- Work required -
Write out every record in full, exactly as written, please.

··· Source records

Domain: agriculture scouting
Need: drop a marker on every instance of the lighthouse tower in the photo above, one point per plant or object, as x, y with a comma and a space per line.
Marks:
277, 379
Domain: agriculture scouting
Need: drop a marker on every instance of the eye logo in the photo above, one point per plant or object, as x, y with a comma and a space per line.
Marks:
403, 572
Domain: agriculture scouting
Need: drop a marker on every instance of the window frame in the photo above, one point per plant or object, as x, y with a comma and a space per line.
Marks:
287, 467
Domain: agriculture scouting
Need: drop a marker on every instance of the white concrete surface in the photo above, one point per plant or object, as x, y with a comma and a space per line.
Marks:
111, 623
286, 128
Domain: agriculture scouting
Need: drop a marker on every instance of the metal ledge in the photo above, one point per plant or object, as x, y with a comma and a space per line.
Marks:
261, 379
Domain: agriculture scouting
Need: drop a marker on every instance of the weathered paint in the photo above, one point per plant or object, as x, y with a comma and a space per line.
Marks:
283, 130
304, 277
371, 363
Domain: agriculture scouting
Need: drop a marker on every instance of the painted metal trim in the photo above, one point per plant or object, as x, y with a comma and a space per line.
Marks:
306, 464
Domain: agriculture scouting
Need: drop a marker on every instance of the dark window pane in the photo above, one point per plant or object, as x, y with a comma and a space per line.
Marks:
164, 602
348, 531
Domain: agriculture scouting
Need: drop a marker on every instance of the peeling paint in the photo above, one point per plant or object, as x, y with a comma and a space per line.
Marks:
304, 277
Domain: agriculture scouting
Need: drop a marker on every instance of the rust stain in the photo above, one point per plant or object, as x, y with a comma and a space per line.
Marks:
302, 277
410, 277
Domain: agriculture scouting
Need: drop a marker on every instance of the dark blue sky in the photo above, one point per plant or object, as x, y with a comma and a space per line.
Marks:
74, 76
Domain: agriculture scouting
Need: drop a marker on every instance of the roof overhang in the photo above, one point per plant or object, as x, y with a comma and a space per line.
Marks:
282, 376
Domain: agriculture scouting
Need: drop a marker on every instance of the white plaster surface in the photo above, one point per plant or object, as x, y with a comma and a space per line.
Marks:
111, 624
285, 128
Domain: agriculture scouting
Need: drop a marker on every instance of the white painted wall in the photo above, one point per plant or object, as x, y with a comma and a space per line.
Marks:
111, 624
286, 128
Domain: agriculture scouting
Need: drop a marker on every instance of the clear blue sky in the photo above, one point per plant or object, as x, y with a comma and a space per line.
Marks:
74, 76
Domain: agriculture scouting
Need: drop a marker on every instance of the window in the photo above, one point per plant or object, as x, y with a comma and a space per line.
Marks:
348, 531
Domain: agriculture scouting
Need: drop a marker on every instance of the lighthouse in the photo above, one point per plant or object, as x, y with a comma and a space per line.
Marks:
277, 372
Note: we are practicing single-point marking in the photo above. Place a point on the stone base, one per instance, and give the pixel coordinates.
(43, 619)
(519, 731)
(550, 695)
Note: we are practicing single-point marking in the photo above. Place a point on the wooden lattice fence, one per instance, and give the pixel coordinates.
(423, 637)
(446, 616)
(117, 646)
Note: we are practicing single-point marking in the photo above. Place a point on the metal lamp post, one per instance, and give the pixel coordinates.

······

- Answer to this problem -
Domain: agriculture scouting
Need: drop a marker on every instance of the lighthouse tower in the photo above, one point per plant or object, as x, y with a comma and a space per line.
Marks:
277, 379
Domain: agriculture scouting
Need: drop a marker on every instance of the eye logo in the photo above, one point per plant or object, as x, y with a comma and a space per line.
Marks:
403, 572
Domain: agriculture scouting
Need: drop a marker on every instance of the window frame in the photo above, one point per plant or object, as x, y with a comma and a space per line.
Marks:
287, 467
Domain: agriculture scouting
Need: drop a marker on every instance of the white concrete surface in the photo above, one point per plant or object, as x, y with a comma and a space per line.
Marks:
111, 623
286, 128
Domain: agriculture scouting
Need: drop a marker on every instance of the metal ledge in the photo above, one point per plant or object, as x, y with a comma and a space per line.
Marks:
261, 379
Domain: agriculture scouting
Need: drop a marker on every instance of the weathered paint in the photo above, one point per plant or object, as x, y with a comma and a space per line.
Marks:
283, 130
304, 277
371, 363
Domain: agriculture scouting
Need: drop a marker on every instance of the painted metal trim in the photo above, one point per plant or object, as x, y with a comma and a space per line.
Marks:
306, 464
Domain: agriculture scouting
Need: drop a marker on every instance of the dark window pane in the photo above, one point per plant or object, as x, y with a comma and a space per line.
Marks:
164, 602
348, 531
Domain: agriculture scouting
Need: drop a marker on every instance of the peeling paint in the photo above, one point per plant or object, as x, y with a comma and a space per line.
Marks:
304, 277
Domain: agriculture scouting
Need: drop a marker on every instance of the rust stain in the photo above, one point per plant or object, as x, y with a comma and a space per line.
Marks:
302, 277
410, 277
Domain: agriculture scouting
Need: drop a marker on every instance of the dark blue sky in the photo above, one point per plant or object, as x, y with a comma and a space per line.
Marks:
74, 76
Domain: agriculture scouting
Need: drop a marker on every instance of the roof overhang in the photo above, one point per plant or object, as x, y with a comma and a space per line.
Marks:
282, 376
Domain: agriculture scouting
Need: drop a marker on every instance of the white plaster surface in the photo above, one point per plant or object, as x, y with a comma and a space per line.
Marks:
111, 624
285, 128
Domain: agriculture scouting
Need: drop a marker on every instance of the white painted wall in the photo above, one point per plant or object, as x, y with a comma and a space per line.
Marks:
111, 624
286, 128
Domain: agriculture scouting
Need: drop a marker on every instance of the clear blue sky in the photo above, one point per plant or object, as x, y with a comma and a space per line.
Marks:
74, 76
Domain: agriculture scouting
Need: drop a marker on every instance of the window in the photo above, one point per plant or object, as x, y with a comma and a space per line.
Marks:
348, 531
Domain: agriculture scouting
Need: drop a marker on every instance of the lighthouse in the photo above, one point per plant or object, as x, y with a comma and a space per line.
Marks:
277, 372
Note: we are practicing single-point marking in the photo above. Place a point on the stone base, one per instance, and give the pixel coordinates.
(43, 619)
(519, 731)
(550, 695)
Note: we are practicing single-point marking in the photo above. Place a point on the wooden lattice fence, one per instance, and give the pixel coordinates.
(423, 637)
(446, 616)
(117, 646)
Note: we are practicing single-point marking in the photo above. Place a point on the metal lamp post, one per instance, and give the pixel coordinates.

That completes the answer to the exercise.